* _DOCUMENT SECTION_
<<<<

Genesis and Lady Jaye, Change Thee Way to Perceive and Change All Memory
Sady Sullivan

There was a time when feminist and queer theory confidently used a language of possibility, dismantling Cartesian dichotomies all over the place. Artists, academics and others privileged enough to have time to think, took it as their responsibility to imagine for us all–and in so doing, brought about– the utopian future we humans deserve.
Many of us have since lost that sense of optimism; despite living in a world where everyday we see the realization of technologies that were once science fiction. Thankfully, Breyer P-Orridge, the merged identity of two activist performance artists Genesis and Lady Jaye Breyer P-Orridge, keep the fire of our collective agency burning. "It’s time for the [human] species to take control of what it wants to become. Artists demonstrate new possibilities–that’s our job."

>>>>

* _SOURCE DATA_

<<<<

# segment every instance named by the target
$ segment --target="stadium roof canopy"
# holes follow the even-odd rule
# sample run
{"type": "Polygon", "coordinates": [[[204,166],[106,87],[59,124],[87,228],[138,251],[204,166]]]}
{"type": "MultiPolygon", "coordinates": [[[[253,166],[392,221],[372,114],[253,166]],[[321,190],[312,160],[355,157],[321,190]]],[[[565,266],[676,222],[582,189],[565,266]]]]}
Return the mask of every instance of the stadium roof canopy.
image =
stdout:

>>>>

* _WORK TASK 1_
Condense the paragraph of the article about Genesis and Lady Jaye that begins "There was a time when" into a shorter version that keeps its main facts.
* _WORK TASK 2_
From the article about Genesis and Lady Jaye, reproduce verbatim the stretch from "Genesis and Lady Jaye, Change" through "we humans deserve.".
Rely only on the article about Genesis and Lady Jaye Breyer P-Orridge.

* _REPLY 1_
Feminist and queer theory once spoke confidently of possibility and broke down Cartesian dichotomies. Artists, academics and others privileged enough to have time to think saw it as their duty to imagine, and thereby bring about, the utopian future humans deserve.

* _REPLY 2_
Genesis and Lady Jaye, Change Thee Way to Perceive and Change All Memory
Sady Sullivan

There was a time when feminist and queer theory confidently used a language of possibility, dismantling Cartesian dichotomies all over the place. Artists, academics and others privileged enough to have time to think, took it as their responsibility to imagine for us all–and in so doing, brought about– the utopian future we humans deserve.